**THE DATA:**
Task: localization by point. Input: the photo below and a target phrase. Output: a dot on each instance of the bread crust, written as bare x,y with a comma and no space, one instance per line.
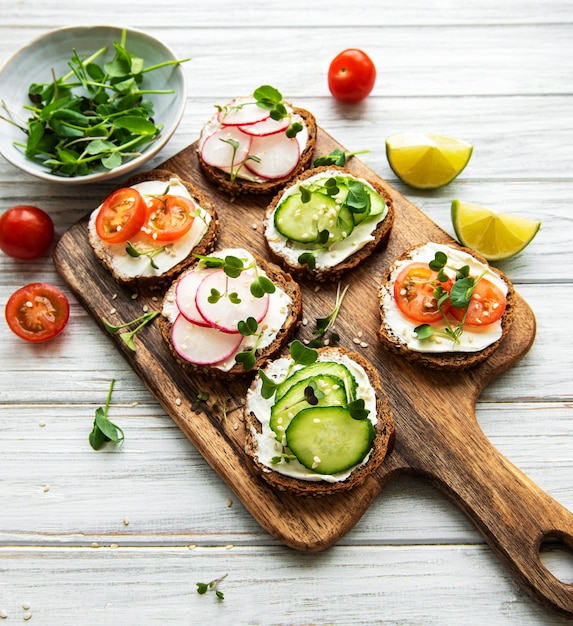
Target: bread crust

==

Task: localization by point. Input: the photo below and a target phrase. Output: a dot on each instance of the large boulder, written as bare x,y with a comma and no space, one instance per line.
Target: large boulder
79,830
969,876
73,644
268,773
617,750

--

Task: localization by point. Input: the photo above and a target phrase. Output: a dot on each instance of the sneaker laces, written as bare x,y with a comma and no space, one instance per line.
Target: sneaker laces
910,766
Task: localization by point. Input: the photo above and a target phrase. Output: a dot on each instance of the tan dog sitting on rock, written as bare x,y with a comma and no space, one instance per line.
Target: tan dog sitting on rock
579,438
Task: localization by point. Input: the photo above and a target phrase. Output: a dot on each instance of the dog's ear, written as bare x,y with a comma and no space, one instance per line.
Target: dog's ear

**TASK INSTRUCTIONS:** How many lines in the records above contain the string "crust"? Case matters. Give only the number.

**IN RESPONSE:** 2